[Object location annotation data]
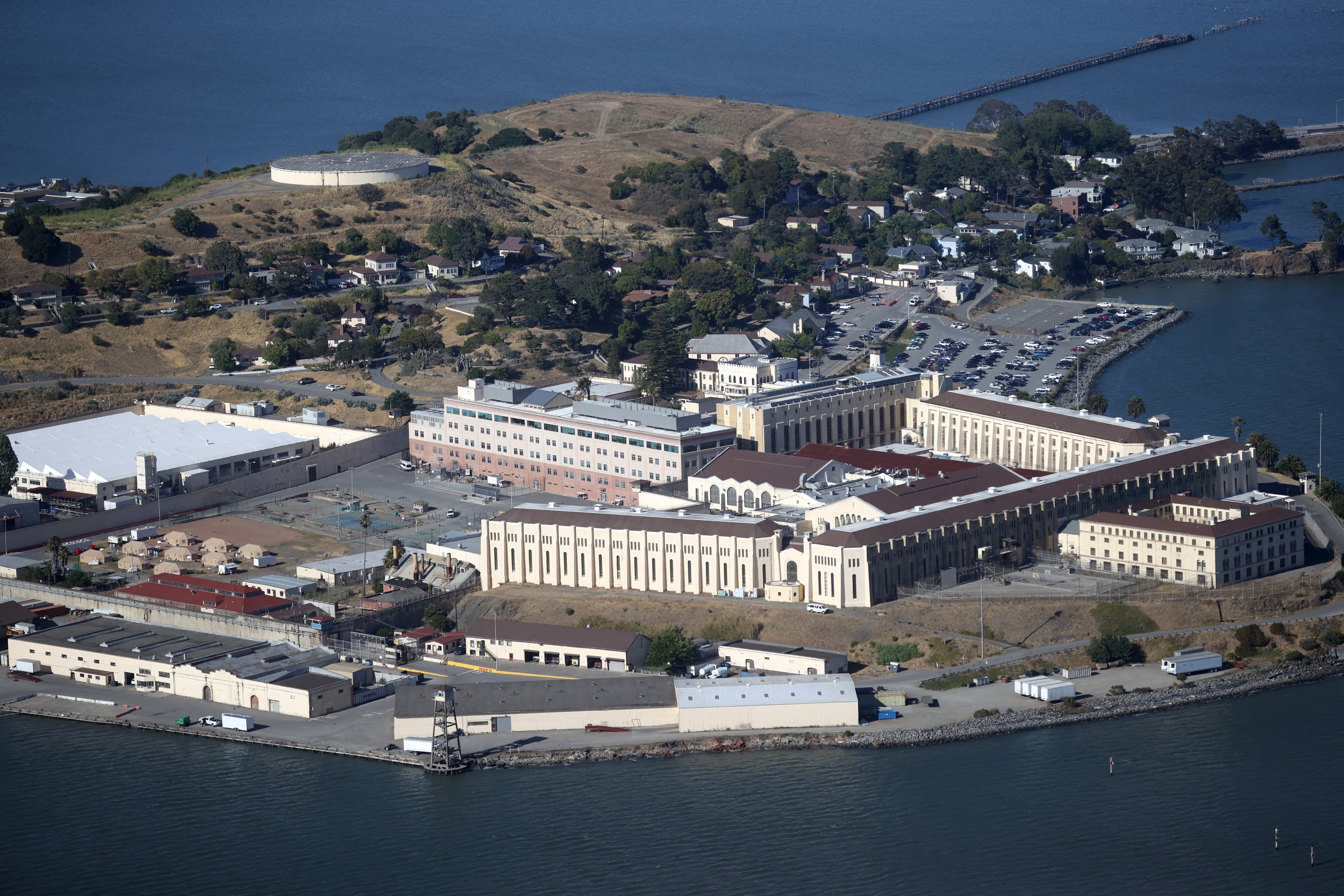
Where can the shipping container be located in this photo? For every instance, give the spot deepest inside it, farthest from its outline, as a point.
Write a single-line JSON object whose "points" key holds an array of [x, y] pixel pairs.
{"points": [[1023, 686], [1057, 691], [236, 722], [1193, 660]]}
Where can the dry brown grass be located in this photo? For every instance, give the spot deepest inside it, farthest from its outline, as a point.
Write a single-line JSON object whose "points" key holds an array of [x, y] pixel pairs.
{"points": [[132, 350], [628, 129]]}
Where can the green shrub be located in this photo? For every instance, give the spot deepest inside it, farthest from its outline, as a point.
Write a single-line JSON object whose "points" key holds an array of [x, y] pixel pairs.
{"points": [[900, 652]]}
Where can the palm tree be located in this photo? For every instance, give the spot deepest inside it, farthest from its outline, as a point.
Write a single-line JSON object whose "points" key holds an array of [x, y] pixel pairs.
{"points": [[365, 523]]}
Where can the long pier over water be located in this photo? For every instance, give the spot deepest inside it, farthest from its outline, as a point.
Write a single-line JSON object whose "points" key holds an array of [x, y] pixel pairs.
{"points": [[1156, 42]]}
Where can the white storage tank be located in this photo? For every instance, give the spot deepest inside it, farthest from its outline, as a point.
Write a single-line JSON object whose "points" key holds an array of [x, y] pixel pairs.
{"points": [[1057, 691]]}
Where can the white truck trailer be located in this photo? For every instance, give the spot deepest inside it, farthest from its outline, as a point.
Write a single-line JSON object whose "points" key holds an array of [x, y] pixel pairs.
{"points": [[1193, 660]]}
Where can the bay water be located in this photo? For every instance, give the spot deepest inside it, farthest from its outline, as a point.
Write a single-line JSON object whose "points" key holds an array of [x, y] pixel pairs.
{"points": [[1193, 808]]}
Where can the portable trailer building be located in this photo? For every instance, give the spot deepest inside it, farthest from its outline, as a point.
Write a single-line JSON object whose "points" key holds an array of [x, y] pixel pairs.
{"points": [[1057, 691], [1193, 660], [1023, 686]]}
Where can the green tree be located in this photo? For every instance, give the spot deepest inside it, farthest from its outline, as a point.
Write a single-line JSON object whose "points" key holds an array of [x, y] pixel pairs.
{"points": [[9, 465], [186, 222], [222, 352], [1275, 230], [370, 195], [1111, 648], [37, 242], [671, 648], [1267, 453], [398, 401], [1292, 467], [224, 256]]}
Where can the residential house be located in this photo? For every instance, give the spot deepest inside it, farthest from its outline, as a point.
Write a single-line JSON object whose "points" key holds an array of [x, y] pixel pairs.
{"points": [[1091, 190], [849, 254], [379, 268], [37, 292], [437, 266], [201, 280], [1072, 206], [1033, 266], [880, 208], [865, 217], [1146, 249], [355, 316], [819, 225]]}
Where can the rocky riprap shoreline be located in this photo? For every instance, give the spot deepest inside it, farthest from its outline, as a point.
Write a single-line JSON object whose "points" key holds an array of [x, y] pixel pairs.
{"points": [[1078, 385], [1093, 710]]}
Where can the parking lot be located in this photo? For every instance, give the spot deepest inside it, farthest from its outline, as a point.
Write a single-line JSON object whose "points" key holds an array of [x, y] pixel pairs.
{"points": [[1008, 363]]}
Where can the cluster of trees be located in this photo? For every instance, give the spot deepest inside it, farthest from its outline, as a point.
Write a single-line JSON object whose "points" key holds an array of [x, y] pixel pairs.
{"points": [[37, 242], [419, 134]]}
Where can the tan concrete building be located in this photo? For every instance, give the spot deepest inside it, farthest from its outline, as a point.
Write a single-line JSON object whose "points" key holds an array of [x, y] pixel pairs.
{"points": [[630, 549], [1038, 437], [491, 707], [771, 702], [763, 656], [1199, 542], [513, 641], [865, 410]]}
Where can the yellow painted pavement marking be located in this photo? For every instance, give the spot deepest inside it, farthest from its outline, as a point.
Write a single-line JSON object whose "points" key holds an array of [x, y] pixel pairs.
{"points": [[499, 672]]}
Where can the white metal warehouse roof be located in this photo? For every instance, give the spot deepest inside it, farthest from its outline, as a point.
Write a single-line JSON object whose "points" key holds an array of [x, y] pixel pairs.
{"points": [[104, 449]]}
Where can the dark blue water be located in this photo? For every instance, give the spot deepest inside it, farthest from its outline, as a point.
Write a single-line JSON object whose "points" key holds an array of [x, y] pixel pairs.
{"points": [[136, 92], [1262, 350], [1193, 808]]}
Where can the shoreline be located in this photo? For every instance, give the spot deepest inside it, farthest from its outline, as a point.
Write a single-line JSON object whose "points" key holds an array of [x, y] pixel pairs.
{"points": [[1008, 723]]}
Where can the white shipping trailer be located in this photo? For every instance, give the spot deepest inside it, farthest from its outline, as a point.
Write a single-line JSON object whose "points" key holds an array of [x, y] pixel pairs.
{"points": [[1057, 691], [236, 722], [1023, 686], [1193, 660]]}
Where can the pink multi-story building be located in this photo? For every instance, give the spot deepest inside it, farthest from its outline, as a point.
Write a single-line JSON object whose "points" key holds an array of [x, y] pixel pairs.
{"points": [[552, 441]]}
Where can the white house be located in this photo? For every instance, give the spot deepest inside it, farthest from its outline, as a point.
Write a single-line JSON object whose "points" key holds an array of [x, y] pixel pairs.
{"points": [[1033, 266]]}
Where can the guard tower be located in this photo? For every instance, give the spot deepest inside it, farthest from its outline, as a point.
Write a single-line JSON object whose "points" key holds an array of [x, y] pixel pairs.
{"points": [[447, 757]]}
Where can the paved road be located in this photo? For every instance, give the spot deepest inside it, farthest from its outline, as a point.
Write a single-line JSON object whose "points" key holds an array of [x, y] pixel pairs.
{"points": [[1019, 655]]}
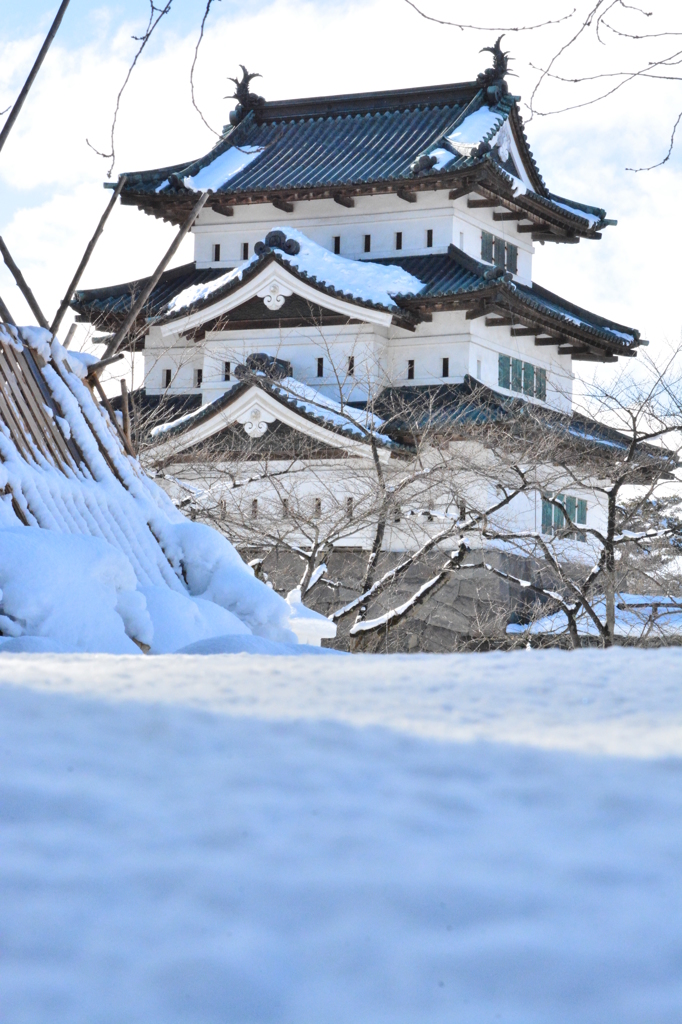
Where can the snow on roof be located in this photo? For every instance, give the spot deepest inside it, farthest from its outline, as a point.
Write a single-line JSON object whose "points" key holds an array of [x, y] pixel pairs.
{"points": [[591, 218], [474, 128], [95, 555], [367, 282], [358, 421], [223, 168], [195, 293]]}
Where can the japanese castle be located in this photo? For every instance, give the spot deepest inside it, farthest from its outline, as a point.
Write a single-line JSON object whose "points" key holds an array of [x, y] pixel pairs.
{"points": [[355, 248]]}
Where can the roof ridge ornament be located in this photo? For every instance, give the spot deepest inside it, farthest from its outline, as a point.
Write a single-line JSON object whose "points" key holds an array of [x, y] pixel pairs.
{"points": [[247, 100], [493, 79]]}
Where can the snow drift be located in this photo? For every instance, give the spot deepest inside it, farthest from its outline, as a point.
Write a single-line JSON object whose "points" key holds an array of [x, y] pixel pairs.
{"points": [[93, 555]]}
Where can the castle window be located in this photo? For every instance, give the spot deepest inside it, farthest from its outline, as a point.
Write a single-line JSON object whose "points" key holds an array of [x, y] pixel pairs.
{"points": [[495, 250], [515, 375], [541, 383]]}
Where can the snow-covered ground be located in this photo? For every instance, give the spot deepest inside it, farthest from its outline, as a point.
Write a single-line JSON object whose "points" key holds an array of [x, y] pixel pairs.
{"points": [[320, 840]]}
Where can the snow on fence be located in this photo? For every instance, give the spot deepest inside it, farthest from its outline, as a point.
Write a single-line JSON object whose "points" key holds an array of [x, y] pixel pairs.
{"points": [[93, 555]]}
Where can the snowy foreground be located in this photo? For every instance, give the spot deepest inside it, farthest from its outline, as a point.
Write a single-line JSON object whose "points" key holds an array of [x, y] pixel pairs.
{"points": [[308, 841]]}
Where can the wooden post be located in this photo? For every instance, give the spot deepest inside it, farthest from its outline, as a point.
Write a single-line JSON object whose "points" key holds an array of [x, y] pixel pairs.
{"points": [[5, 313], [120, 336], [125, 406], [26, 291], [86, 257], [69, 338], [18, 102]]}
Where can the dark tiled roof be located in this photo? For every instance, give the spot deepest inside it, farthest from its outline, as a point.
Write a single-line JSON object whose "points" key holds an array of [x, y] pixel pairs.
{"points": [[117, 300], [358, 142], [453, 275], [412, 410]]}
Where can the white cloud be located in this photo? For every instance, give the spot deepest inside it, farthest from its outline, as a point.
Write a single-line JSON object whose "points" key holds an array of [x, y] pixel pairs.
{"points": [[54, 181]]}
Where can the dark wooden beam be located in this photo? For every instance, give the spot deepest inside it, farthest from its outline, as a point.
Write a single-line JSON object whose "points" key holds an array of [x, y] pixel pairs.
{"points": [[18, 102], [20, 281], [569, 240]]}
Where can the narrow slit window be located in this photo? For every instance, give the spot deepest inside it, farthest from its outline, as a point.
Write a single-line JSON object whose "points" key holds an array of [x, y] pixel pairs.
{"points": [[547, 516], [541, 383], [528, 379], [504, 364], [512, 258]]}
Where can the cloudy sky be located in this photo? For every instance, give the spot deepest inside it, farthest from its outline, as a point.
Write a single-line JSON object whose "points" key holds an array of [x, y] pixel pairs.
{"points": [[51, 181]]}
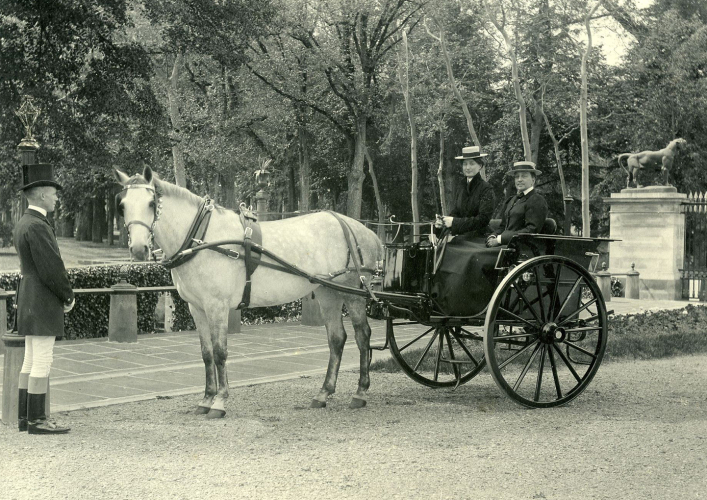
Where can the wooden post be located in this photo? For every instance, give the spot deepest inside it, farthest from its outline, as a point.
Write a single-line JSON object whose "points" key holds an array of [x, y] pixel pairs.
{"points": [[632, 283], [604, 282], [122, 322]]}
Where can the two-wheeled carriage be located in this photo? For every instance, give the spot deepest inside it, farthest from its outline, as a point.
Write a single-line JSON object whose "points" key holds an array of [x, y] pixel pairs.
{"points": [[542, 332], [536, 318]]}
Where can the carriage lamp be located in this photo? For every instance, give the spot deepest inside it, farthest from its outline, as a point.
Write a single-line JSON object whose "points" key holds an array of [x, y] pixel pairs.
{"points": [[28, 114], [262, 177]]}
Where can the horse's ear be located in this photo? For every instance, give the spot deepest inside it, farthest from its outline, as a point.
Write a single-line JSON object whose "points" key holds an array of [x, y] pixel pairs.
{"points": [[147, 174], [122, 178]]}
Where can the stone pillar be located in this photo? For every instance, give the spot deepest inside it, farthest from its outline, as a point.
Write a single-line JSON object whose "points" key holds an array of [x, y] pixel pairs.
{"points": [[652, 232], [311, 313], [122, 321]]}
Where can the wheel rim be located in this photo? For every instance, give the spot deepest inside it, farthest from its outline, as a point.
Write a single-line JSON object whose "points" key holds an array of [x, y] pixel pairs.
{"points": [[442, 356], [545, 332]]}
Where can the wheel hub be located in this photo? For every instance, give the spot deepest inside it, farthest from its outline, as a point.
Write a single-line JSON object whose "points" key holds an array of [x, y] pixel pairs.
{"points": [[551, 333]]}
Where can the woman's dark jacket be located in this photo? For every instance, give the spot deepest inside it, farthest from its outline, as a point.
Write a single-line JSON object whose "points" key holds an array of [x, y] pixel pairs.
{"points": [[525, 214], [472, 208]]}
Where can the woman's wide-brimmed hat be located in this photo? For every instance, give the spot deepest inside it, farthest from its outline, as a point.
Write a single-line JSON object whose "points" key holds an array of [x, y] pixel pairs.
{"points": [[524, 166], [39, 174], [470, 153]]}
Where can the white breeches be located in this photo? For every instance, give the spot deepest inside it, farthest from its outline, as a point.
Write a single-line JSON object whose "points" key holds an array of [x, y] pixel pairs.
{"points": [[39, 353]]}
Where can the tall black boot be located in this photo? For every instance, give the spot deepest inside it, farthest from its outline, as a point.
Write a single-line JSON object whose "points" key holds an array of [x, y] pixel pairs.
{"points": [[22, 410], [37, 417]]}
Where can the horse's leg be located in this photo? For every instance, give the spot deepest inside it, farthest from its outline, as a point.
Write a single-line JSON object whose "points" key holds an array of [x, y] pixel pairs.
{"points": [[207, 354], [330, 303], [357, 311], [218, 326]]}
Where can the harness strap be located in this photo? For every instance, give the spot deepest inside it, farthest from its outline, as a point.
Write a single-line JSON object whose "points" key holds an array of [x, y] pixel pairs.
{"points": [[194, 237], [250, 226], [346, 230]]}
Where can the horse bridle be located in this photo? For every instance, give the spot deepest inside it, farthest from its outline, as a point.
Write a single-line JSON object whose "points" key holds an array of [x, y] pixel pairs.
{"points": [[158, 211]]}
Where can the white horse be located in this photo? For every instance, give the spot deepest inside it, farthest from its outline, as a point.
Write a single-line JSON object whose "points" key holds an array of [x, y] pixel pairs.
{"points": [[213, 283]]}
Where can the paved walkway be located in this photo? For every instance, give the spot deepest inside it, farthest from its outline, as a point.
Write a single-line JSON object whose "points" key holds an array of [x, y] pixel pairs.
{"points": [[90, 373]]}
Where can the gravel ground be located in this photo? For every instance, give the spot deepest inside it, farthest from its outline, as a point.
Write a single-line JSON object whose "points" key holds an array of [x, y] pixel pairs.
{"points": [[638, 432]]}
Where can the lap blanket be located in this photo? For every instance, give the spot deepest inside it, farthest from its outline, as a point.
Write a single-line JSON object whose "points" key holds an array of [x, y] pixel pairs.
{"points": [[466, 278]]}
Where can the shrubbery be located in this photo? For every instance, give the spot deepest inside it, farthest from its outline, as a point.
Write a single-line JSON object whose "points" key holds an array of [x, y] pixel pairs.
{"points": [[89, 318]]}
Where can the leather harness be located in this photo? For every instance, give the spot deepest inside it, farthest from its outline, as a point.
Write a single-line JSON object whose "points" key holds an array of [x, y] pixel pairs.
{"points": [[252, 249]]}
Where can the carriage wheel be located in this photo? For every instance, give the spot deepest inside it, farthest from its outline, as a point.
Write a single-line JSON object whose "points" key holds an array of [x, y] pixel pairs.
{"points": [[442, 356], [545, 332]]}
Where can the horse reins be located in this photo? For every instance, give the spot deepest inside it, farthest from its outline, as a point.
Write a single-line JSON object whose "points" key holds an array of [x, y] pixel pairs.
{"points": [[193, 242]]}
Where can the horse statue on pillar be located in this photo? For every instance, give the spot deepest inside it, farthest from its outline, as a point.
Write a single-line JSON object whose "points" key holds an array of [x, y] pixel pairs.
{"points": [[661, 159], [160, 213]]}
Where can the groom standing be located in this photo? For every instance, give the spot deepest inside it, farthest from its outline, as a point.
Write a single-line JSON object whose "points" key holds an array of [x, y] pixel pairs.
{"points": [[43, 297]]}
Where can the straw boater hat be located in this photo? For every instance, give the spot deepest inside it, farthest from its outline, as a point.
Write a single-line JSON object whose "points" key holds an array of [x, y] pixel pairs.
{"points": [[524, 166], [470, 153], [40, 174]]}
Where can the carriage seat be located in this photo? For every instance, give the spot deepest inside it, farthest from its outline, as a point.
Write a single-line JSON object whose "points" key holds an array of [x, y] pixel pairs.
{"points": [[550, 226]]}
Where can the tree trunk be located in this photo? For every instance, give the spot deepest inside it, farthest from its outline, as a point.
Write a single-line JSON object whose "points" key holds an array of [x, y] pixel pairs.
{"points": [[457, 93], [85, 223], [583, 127], [536, 128], [379, 201], [176, 136], [355, 175], [404, 82], [99, 217], [440, 172], [304, 176], [291, 189], [522, 112]]}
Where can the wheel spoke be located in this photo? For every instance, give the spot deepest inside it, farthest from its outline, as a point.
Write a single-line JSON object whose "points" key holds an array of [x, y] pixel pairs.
{"points": [[424, 353], [592, 355], [510, 360], [555, 289], [464, 348], [540, 294], [554, 374], [415, 340], [522, 296], [500, 309], [526, 368], [566, 361], [539, 382], [440, 346], [577, 311], [567, 299]]}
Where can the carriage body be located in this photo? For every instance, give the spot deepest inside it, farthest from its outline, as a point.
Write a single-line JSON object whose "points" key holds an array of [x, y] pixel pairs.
{"points": [[541, 327]]}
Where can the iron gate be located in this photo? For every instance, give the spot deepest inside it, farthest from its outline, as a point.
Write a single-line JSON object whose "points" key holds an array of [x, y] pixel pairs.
{"points": [[694, 271]]}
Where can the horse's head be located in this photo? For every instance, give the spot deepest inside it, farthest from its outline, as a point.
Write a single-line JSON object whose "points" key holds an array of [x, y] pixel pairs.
{"points": [[138, 204]]}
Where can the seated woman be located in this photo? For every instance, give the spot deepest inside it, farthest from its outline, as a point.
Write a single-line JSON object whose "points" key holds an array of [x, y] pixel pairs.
{"points": [[525, 212], [466, 279], [473, 198]]}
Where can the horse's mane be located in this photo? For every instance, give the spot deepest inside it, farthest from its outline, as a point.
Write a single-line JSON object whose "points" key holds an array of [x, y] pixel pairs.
{"points": [[164, 188]]}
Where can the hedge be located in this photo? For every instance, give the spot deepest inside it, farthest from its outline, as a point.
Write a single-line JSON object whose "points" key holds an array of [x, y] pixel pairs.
{"points": [[89, 318]]}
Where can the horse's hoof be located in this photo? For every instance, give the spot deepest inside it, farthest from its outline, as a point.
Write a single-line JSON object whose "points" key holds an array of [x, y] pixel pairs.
{"points": [[357, 403], [213, 413]]}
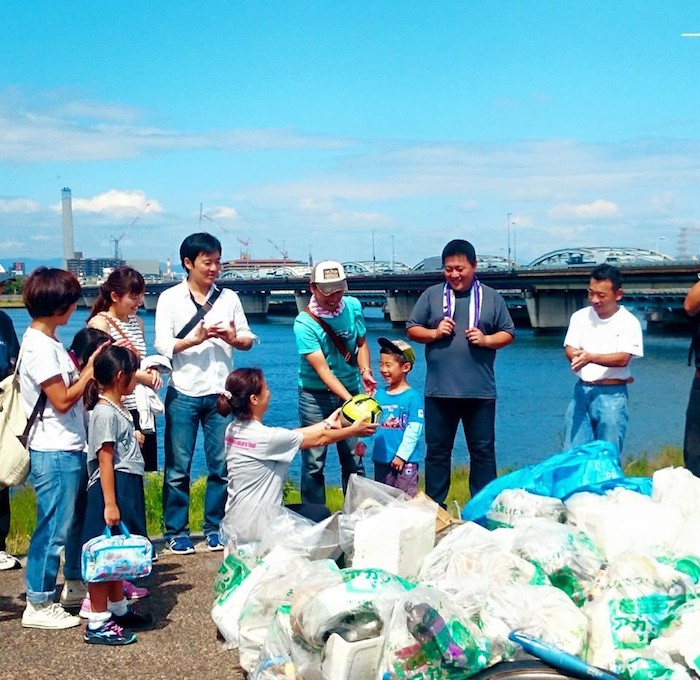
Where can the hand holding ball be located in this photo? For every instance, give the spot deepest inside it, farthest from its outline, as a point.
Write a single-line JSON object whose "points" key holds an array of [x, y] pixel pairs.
{"points": [[360, 407]]}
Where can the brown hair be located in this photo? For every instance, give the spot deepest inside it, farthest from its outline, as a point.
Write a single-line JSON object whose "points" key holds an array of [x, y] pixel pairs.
{"points": [[242, 384], [50, 292], [122, 281]]}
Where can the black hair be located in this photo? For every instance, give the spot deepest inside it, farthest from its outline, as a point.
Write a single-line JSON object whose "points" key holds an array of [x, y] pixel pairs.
{"points": [[86, 341], [457, 247], [606, 272], [399, 356], [242, 384], [108, 363], [196, 244], [50, 292]]}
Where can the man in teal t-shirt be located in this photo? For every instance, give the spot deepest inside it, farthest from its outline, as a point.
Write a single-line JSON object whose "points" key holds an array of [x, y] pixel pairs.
{"points": [[334, 365]]}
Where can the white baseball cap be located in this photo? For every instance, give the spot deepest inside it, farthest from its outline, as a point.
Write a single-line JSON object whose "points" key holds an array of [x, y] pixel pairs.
{"points": [[329, 276]]}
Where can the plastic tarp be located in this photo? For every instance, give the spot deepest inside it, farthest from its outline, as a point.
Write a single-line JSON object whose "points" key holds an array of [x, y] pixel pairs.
{"points": [[558, 476]]}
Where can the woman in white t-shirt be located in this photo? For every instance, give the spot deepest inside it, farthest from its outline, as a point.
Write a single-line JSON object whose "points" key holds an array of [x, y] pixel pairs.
{"points": [[56, 446], [258, 456]]}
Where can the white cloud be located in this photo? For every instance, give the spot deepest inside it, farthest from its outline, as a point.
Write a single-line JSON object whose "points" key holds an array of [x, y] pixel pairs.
{"points": [[597, 210], [354, 217], [115, 203], [19, 205], [223, 213], [40, 131]]}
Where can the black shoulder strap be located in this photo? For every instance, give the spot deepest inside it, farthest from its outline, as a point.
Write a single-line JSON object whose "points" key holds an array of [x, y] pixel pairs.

§ Work required
Find the line containing "Where can the black hair", then output it and every line after it to the end of the data, exactly.

§ Response to the exercise
Where can the black hair be located in this photo? For every instance, give the spot deepest inside it, farthest from its outline, as a point.
Write a single-line JSON object whose "points" key holds an array of [x, y] pixel pairs.
{"points": [[86, 341], [457, 247], [606, 272], [399, 356], [242, 384], [108, 363], [196, 244], [50, 292]]}
Where can the man in teal t-shirt be located in this photo? For every instance, give the spot deepest inside it, farthest from its outline, as a point.
Write a single-line JSON object whose "points" key holds an array of [x, y] pixel pairs.
{"points": [[334, 365]]}
Where can the white baseball cap be located in this photo? For every instance, give the spot deepest inside it, farthest from its outline, as a point.
Write a single-line JSON object whose "points" key holds an array of [x, y] pixel pairs.
{"points": [[329, 276]]}
Where can the plastic tarp be located in this photo? For every instance, give the spot deepest inside it, farthest from its outline, as a point.
Write a single-line JSON object whose "points" key holds an array of [x, y] pixel pairs.
{"points": [[558, 476]]}
Where can the woman in white t-shirt be located in this photo? For every instance, give the spot deepest inside it, farthest from its outline, as a point.
Write a single-line JSON object whose "points" key holds an array of [x, y] pixel pairs.
{"points": [[56, 446], [258, 456]]}
Where can the white cloud be located in this photo? For every instance, give the spot deepest inside it, farthest from its outline, as a point.
Write a single-line JSON object whose "points" key holds an array of [x, y] pixel pairs.
{"points": [[597, 210], [354, 217], [115, 203], [19, 205], [223, 213], [40, 131]]}
Where can the black shoulder strap be located in this photo? For every instance, give the spot deepest inside it, farthest from its outline, as a point.
Write a single-line JSON object whose "points" key holds an array of [x, y] pixel pairs.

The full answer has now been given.